Items from a labeling collection
###

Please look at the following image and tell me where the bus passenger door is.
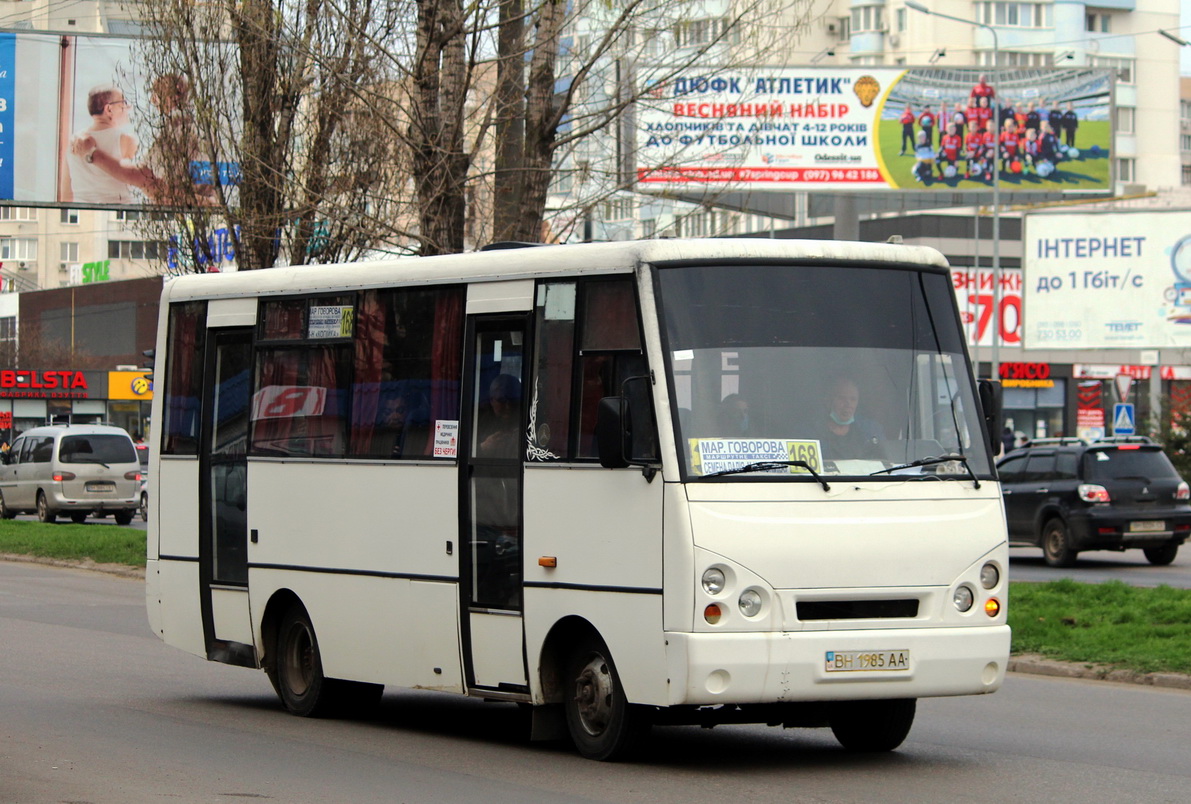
[460,316,529,693]
[199,328,255,667]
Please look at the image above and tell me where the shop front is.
[0,369,152,443]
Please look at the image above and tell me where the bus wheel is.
[37,492,58,523]
[272,606,335,717]
[1042,517,1079,567]
[563,637,649,760]
[828,698,918,752]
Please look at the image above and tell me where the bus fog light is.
[980,563,1000,590]
[703,567,724,594]
[952,586,975,611]
[736,590,762,617]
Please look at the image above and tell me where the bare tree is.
[129,0,409,272]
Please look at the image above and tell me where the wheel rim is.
[575,654,613,736]
[281,623,314,697]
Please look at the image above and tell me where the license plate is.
[824,650,910,673]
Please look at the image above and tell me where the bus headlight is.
[736,590,762,617]
[703,567,724,594]
[952,585,975,611]
[980,563,1000,590]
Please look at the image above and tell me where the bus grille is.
[797,598,918,621]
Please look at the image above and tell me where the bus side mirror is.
[596,375,659,480]
[977,380,1004,457]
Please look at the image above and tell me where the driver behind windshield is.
[818,376,886,461]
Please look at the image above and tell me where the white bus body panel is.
[248,459,462,691]
[524,463,669,703]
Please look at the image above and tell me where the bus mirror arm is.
[977,380,1004,457]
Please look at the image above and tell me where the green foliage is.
[1009,580,1191,673]
[0,521,145,567]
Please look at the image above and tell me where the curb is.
[1009,654,1191,690]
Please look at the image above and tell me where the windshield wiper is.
[872,453,980,488]
[703,461,831,491]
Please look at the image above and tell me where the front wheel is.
[1042,519,1079,567]
[1141,544,1179,567]
[828,698,918,752]
[37,492,58,524]
[563,637,649,760]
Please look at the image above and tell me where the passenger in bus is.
[819,376,885,461]
[476,374,520,457]
[372,389,429,457]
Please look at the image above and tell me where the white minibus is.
[146,238,1009,760]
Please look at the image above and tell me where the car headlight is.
[980,563,1000,590]
[736,590,762,617]
[703,567,725,594]
[952,585,975,611]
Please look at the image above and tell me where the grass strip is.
[0,519,145,567]
[1009,580,1191,673]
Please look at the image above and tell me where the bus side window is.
[529,278,647,460]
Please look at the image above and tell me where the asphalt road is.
[0,562,1191,804]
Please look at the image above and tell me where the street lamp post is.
[905,0,1000,380]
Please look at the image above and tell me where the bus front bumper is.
[666,625,1010,705]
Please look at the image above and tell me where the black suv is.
[997,436,1191,567]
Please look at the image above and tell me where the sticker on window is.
[435,419,459,457]
[306,304,356,338]
[690,438,823,475]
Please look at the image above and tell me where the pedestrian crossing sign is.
[1112,403,1136,436]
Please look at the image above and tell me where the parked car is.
[997,436,1191,567]
[0,424,142,525]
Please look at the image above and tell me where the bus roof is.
[163,238,947,301]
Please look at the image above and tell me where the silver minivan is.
[0,424,141,525]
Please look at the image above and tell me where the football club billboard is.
[0,32,238,207]
[636,67,1112,193]
[1022,210,1191,349]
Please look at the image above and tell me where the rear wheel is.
[0,494,17,519]
[563,637,649,760]
[37,492,58,523]
[1042,518,1079,567]
[828,698,918,752]
[1142,544,1179,567]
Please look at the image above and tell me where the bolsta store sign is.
[0,369,98,399]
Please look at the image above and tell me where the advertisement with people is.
[636,68,1112,192]
[0,32,238,207]
[1022,210,1191,349]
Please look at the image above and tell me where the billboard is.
[636,67,1112,193]
[1022,210,1191,349]
[0,32,238,207]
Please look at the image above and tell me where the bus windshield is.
[657,264,992,481]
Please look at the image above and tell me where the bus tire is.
[270,605,335,717]
[37,491,58,524]
[563,636,649,761]
[828,698,918,753]
[1042,517,1079,567]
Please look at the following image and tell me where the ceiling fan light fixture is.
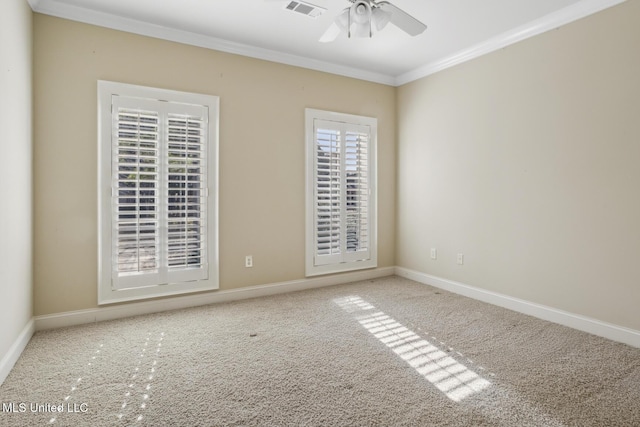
[349,0,372,37]
[371,7,391,31]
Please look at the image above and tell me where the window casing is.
[306,109,377,276]
[98,81,219,304]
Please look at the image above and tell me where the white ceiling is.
[29,0,625,85]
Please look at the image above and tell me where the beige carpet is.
[0,277,640,427]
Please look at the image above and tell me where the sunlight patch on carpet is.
[334,296,491,402]
[117,332,164,422]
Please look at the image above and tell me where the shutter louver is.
[316,129,342,256]
[112,108,160,290]
[314,120,370,266]
[345,132,369,260]
[111,96,208,289]
[166,114,207,280]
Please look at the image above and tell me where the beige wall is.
[34,14,396,315]
[0,0,33,360]
[396,1,640,330]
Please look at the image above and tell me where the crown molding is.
[28,0,395,86]
[27,0,627,86]
[394,0,627,86]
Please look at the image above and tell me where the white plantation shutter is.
[112,106,160,287]
[307,110,376,275]
[166,114,207,281]
[99,82,217,300]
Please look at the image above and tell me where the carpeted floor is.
[0,277,640,427]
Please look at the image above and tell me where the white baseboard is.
[35,267,395,331]
[0,319,35,385]
[395,267,640,348]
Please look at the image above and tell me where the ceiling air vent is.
[285,1,327,18]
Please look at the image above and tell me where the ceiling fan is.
[266,0,427,43]
[320,0,427,43]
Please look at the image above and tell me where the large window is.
[98,81,219,304]
[306,109,377,276]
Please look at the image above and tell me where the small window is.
[98,81,219,304]
[306,109,377,276]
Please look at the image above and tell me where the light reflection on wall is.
[334,296,491,402]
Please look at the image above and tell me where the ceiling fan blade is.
[376,1,427,36]
[319,22,341,43]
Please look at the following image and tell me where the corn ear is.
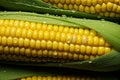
[0,0,120,22]
[0,12,120,71]
[0,64,119,80]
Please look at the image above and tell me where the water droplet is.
[88,61,92,64]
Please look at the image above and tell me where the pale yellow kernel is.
[58,42,64,51]
[93,36,99,46]
[75,45,80,53]
[53,41,58,50]
[42,24,47,31]
[1,37,7,46]
[92,0,98,5]
[14,47,20,55]
[49,31,56,41]
[21,29,27,38]
[24,38,30,47]
[19,21,25,28]
[63,4,68,10]
[95,4,101,13]
[85,6,90,13]
[0,20,4,26]
[91,47,98,55]
[16,28,22,37]
[80,45,86,54]
[47,41,53,50]
[86,0,92,6]
[4,46,9,54]
[112,4,118,12]
[14,20,20,27]
[60,33,66,42]
[82,35,88,44]
[116,6,120,13]
[64,43,69,51]
[90,6,96,14]
[32,30,38,39]
[38,30,44,40]
[101,3,107,12]
[107,2,113,11]
[74,4,79,10]
[0,27,6,36]
[43,50,48,57]
[41,40,47,49]
[79,5,85,12]
[68,4,73,10]
[58,3,63,8]
[98,47,105,55]
[3,20,9,27]
[105,47,111,53]
[86,46,92,54]
[20,48,25,55]
[5,27,10,36]
[76,35,82,44]
[18,38,24,47]
[55,32,60,41]
[9,20,14,26]
[25,48,31,57]
[44,31,49,40]
[30,39,36,48]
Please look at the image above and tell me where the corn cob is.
[0,0,120,22]
[0,12,120,71]
[43,0,120,17]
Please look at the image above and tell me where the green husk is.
[0,64,119,80]
[0,0,120,22]
[0,12,120,71]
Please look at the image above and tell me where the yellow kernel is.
[1,37,7,46]
[53,41,58,50]
[91,47,98,55]
[25,49,31,57]
[44,31,49,40]
[64,43,69,51]
[80,45,86,54]
[95,4,101,13]
[90,6,96,14]
[16,28,22,37]
[14,47,20,55]
[24,38,30,47]
[98,47,105,55]
[32,30,38,39]
[21,29,27,38]
[85,6,90,13]
[47,41,53,50]
[18,38,24,47]
[107,2,113,11]
[7,37,13,46]
[27,29,33,38]
[41,40,47,49]
[59,33,66,42]
[93,36,99,46]
[38,30,43,40]
[30,39,36,48]
[101,3,107,12]
[58,42,64,51]
[86,46,92,54]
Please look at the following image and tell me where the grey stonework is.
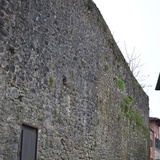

###

Work to do
Can you change every "tell me where" in the items above to "point out where" and give all the items again with nothing else altered? Leave the pictures out of your answer.

Written response
Please look at the following image and point out where the bus passenger door is.
[460,316,529,693]
[199,328,255,667]
Please look at the image above and point out where the shop front is.
[0,369,152,443]
Please look at the image above and point out where the bus wheel is.
[37,492,58,523]
[272,606,335,717]
[1042,517,1079,567]
[563,637,649,760]
[828,698,918,752]
Please look at the image above and point out where the bus fog light is.
[980,563,1000,590]
[703,567,724,594]
[952,586,975,611]
[736,590,762,617]
Please look at the image above and point out where the bare tree is.
[129,0,409,272]
Please look at the image above and point out where the wheel rim is.
[575,654,613,736]
[281,623,314,697]
Please look at the image above and point out where the license plate is.
[824,650,910,673]
Please look at the image above and point out where the bus headlight is.
[736,590,762,617]
[703,567,724,594]
[952,585,975,611]
[980,563,1000,590]
Please look at the image above and point out where the bus grille is.
[797,598,918,621]
Please look at the image above and point out where the bus side mirror is.
[596,375,659,480]
[977,380,1004,457]
Please look at the image above and point out where the driver behind windshield is.
[818,376,886,461]
Please look at the image above and point out where the white bus body panel is.
[248,459,462,691]
[524,463,669,703]
Please look at the image above and point out where the bus mirror arm is.
[977,380,1004,457]
Please look at the image above and point out where the green foliage is.
[1009,580,1191,673]
[0,521,145,567]
Please look at the image above and point out where the curb is.
[1009,654,1191,690]
Please look at the image above and point out where the windshield wiper is.
[872,453,980,488]
[703,461,831,491]
Please look at the image above and point out where the front wheel is.
[1042,519,1079,567]
[1141,544,1179,567]
[828,698,918,752]
[37,492,58,524]
[563,637,649,760]
Please look at the image above and point out where the passenger in bus is.
[819,376,885,461]
[476,374,520,457]
[372,389,429,457]
Please look at the image above and point out where the white minibus is.
[146,238,1009,760]
Please look at the image above and point out where the car headlight is.
[980,563,1000,590]
[736,590,762,617]
[703,567,725,594]
[952,585,975,611]
Please look at the image above and point out where the grass strip is.
[0,519,145,567]
[1009,580,1191,673]
Please look at the image above and point out where the bus side window is.
[529,278,647,460]
Please look at the image above and point out where the asphalt road is.
[0,562,1191,804]
Please look at the image above and point out where the street lamp post is.
[905,0,1000,380]
Please look at the image above and point out where the bus front bumper is.
[666,625,1010,705]
Please look at the image above and point out where the black suv is.
[997,436,1191,567]
Please look at the image above and point out where the sticker on window is.
[435,419,459,457]
[306,304,356,338]
[690,438,823,475]
Please look at the image above and point out where the pedestrian crossing sign is.
[1112,403,1136,436]
Please look at the image above and point out where the parked car is.
[997,436,1191,567]
[0,424,142,525]
Please look at the image above and point out where the bus roof is.
[163,238,947,301]
Please look at the image above and point out where the silver minivan is.
[0,424,141,525]
Please look at the image above and point out where the football club billboard is.
[0,32,238,207]
[636,67,1112,193]
[1022,210,1191,349]
Please look at the image above and point out where the rear wheel is.
[0,494,17,519]
[563,637,649,760]
[37,492,58,523]
[1042,518,1079,567]
[828,698,918,752]
[1142,544,1179,567]
Please look at the image above and point out where the bolsta store sign is.
[0,369,98,399]
Please look at the image above and point out where the advertisement with people is.
[636,68,1112,192]
[0,32,238,207]
[1022,210,1191,349]
Please look at the image above and point out where the billboard is.
[636,67,1112,193]
[1022,210,1191,349]
[0,32,238,207]
Please look at the image above and point out where the bus windshield is.
[657,264,992,481]
Please look at the image above and point out where the bus tire is.
[270,605,335,717]
[37,491,58,524]
[563,636,649,761]
[828,698,918,753]
[1042,517,1079,567]
Please look at the following image and point out where the ceiling fan light fixture is.
[349,0,372,37]
[371,7,391,31]
Please look at the image above and point out where the window casing is.
[306,109,377,276]
[98,81,219,304]
Please look at the image above and point out where the white ceiling is.
[29,0,625,85]
Please look at the image above and point out where the beige carpet is.
[0,277,640,427]
Please look at the image above and point out where the sunlight patch on carpet is.
[334,296,491,402]
[117,332,164,422]
Please look at the image above and point out where the shutter louver is.
[316,129,342,256]
[112,108,160,290]
[314,120,370,266]
[345,132,369,260]
[111,96,208,289]
[166,114,207,280]
Please look at the image above and point out where the beige wall is.
[34,14,396,315]
[0,0,33,360]
[396,1,640,330]
Please look at the image above and point out where the crown molding is.
[28,0,395,86]
[27,0,627,86]
[394,0,627,86]
Please look at the image above and point out where the white plantation shutter is.
[112,106,160,287]
[307,110,376,275]
[166,114,207,281]
[99,82,217,300]
Please look at the image above and point out where the carpeted floor is.
[0,277,640,427]
Please look at the image above and point out where the white baseboard is.
[35,267,395,331]
[0,319,35,385]
[395,267,640,348]
Please look at the image above and point out where the ceiling air vent is.
[285,1,327,18]
Please look at the image above and point out where the ceiling fan is.
[266,0,427,43]
[320,0,427,43]
Please look at the image above and point out where the large window is.
[98,81,219,304]
[306,109,377,276]
Please look at the image above and point out where the small window is.
[98,81,219,304]
[306,109,377,276]
Please look at the image above and point out where the light reflection on wall is.
[334,296,491,402]
Please look at the image above and point out where the ceiling fan blade is.
[376,1,427,36]
[319,22,341,43]
Please look at the following image and point out where the corn ear is.
[0,0,120,22]
[0,12,120,71]
[0,64,119,80]
Please look at the image above and point out where the water droplet is.
[88,61,92,64]
Please look at the image above and point out where the pale yellow kernel is.
[58,42,64,51]
[93,36,99,46]
[75,45,80,53]
[53,41,58,50]
[42,24,47,31]
[1,37,7,46]
[92,0,98,5]
[14,47,20,55]
[49,31,56,41]
[21,29,27,38]
[24,38,30,47]
[19,21,25,28]
[63,4,68,10]
[95,4,101,13]
[85,6,90,13]
[0,20,4,26]
[91,47,98,55]
[16,28,22,37]
[80,45,86,54]
[47,41,53,50]
[86,0,92,6]
[4,46,9,54]
[112,4,118,12]
[14,20,20,27]
[60,33,66,42]
[82,35,88,44]
[116,6,120,13]
[64,43,69,51]
[90,6,96,14]
[32,30,38,39]
[38,30,44,40]
[101,3,107,12]
[107,2,113,11]
[74,4,79,10]
[0,27,6,36]
[43,50,48,57]
[41,40,47,49]
[79,5,85,12]
[68,4,73,10]
[58,3,63,8]
[98,47,105,55]
[3,20,9,27]
[105,47,111,53]
[86,46,92,54]
[20,48,25,55]
[5,27,10,36]
[76,35,82,44]
[18,38,24,47]
[55,32,60,41]
[9,20,14,26]
[25,48,31,57]
[44,31,49,40]
[30,39,36,48]
Please look at the image above and point out where the corn cob is.
[0,0,120,22]
[0,12,120,71]
[43,0,120,17]
Please look at the image above and point out where the green husk is.
[0,64,119,80]
[0,0,120,22]
[0,12,120,71]
Please look at the image above and point out where the yellow kernel is.
[1,37,7,46]
[53,41,58,50]
[91,47,98,55]
[25,49,31,57]
[44,31,49,40]
[64,43,69,51]
[80,45,86,54]
[95,4,101,13]
[90,6,96,14]
[16,28,22,37]
[14,47,20,55]
[24,38,30,47]
[98,47,105,55]
[32,30,38,39]
[21,29,27,38]
[85,6,90,13]
[47,41,53,50]
[18,38,24,47]
[107,2,113,11]
[7,37,13,46]
[27,29,33,38]
[41,40,47,49]
[59,33,66,42]
[93,36,99,46]
[38,30,43,40]
[30,39,36,48]
[101,3,107,12]
[58,42,64,51]
[86,46,92,54]
Please look at the following image and point out where the grey stonework is.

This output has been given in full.